Data for the task:
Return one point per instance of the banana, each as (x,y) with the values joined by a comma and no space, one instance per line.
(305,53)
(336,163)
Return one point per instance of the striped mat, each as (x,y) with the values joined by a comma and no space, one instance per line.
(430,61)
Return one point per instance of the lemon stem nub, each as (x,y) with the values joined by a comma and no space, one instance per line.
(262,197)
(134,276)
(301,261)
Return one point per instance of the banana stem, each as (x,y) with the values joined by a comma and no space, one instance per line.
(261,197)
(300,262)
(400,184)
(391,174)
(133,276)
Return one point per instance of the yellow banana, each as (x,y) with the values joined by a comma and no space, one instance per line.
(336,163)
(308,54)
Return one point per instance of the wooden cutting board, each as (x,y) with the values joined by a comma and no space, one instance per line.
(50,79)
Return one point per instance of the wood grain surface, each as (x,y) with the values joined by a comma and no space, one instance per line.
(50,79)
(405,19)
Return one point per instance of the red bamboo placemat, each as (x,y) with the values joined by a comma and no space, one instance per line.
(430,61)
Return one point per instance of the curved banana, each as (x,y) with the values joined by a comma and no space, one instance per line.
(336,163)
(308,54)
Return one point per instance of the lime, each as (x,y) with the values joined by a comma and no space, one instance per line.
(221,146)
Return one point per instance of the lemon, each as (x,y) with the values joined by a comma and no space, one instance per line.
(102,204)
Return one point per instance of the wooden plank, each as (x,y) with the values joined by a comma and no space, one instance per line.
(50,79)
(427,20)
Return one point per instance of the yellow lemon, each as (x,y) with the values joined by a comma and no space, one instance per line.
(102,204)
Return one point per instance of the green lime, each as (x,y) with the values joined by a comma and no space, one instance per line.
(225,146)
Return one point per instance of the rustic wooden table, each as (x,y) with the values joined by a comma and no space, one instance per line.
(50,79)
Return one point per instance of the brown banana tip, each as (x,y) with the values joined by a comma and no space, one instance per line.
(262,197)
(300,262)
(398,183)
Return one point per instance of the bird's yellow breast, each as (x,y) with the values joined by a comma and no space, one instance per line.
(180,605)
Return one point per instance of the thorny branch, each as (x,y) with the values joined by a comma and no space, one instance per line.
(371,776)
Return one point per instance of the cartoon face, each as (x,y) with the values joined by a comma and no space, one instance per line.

Task item: Word for word, give the material above a second time.

Solution:
Return one point per instance of the banana, each as (x,y) with the values joined by a comma and no space, one instance per line.
(305,53)
(336,163)
Return one point per instance of the striped mat, each as (x,y) with the values joined by a comma and no space, one instance per line.
(430,61)
Return one point per instance of the lemon stem nub, each as (x,y) with the values joined by a comma and no space, one instance per line.
(262,197)
(134,276)
(301,261)
Return one point per instance of the banana stem, each as (x,y) with the values joined by a comma and no space, one instance per line.
(261,197)
(300,262)
(400,184)
(391,174)
(133,276)
Return one point per instance of the yellow banana, each as (x,y) with the values joined by a comma and no space, one instance per line.
(336,163)
(308,54)
Return one point per instance of the wooden cutting board, each as (x,y) with the values joined by a comma and no space, one instance per line.
(50,79)
Return one point per instance of the wood grain surface, each as (x,y) with the values joined by a comma and no space, one instance per line.
(50,79)
(405,19)
Return one point per instance of the red bamboo placemat, each as (x,y) with the values joined by a comma and no space, one instance per line.
(430,61)
Return one point per instance of the curved banana, each as (x,y) with the values joined by a comma and no space, one instance per line.
(336,163)
(308,54)
Return one point per instance of the lime, each as (x,y) with the values joined by a comma and no space, one instance per line.
(221,146)
Return one point per instance of the lemon, each as (x,y) with the values joined by a comma and no space, one instance per line.
(102,204)
Return one point per instance of the wooden plank, each as (x,y) with the values joined by a comma and no space, one instance per line.
(50,79)
(427,20)
Return one point per instance of the yellow lemon, each as (x,y) with the values joined by a comma and no space, one instance per line.
(102,204)
Return one point per instance of the green lime, each as (x,y) with the values joined by a comma and no space, one instance per line.
(225,146)
Return one point per instance of the rustic wooden table, each as (x,y) with the values joined by a comma and no space, one instance per line.
(50,79)
Return one point per instance of the brown banana tip, each as (x,y) with the values joined by a comma and no space, one instance per line.
(262,197)
(300,262)
(398,183)
Return one point per instance of the bird's yellow breast, each as (x,y) with the values joined by a comma and no space, one instance per line.
(180,605)
Return one point per instance of the thorny branch, each as (x,y) with the values joined by a comma and no space, one instance per line.
(371,776)
Return one point per instance of the cartoon face, each as (x,y) with the values joined by a comma and no space, one instance per line.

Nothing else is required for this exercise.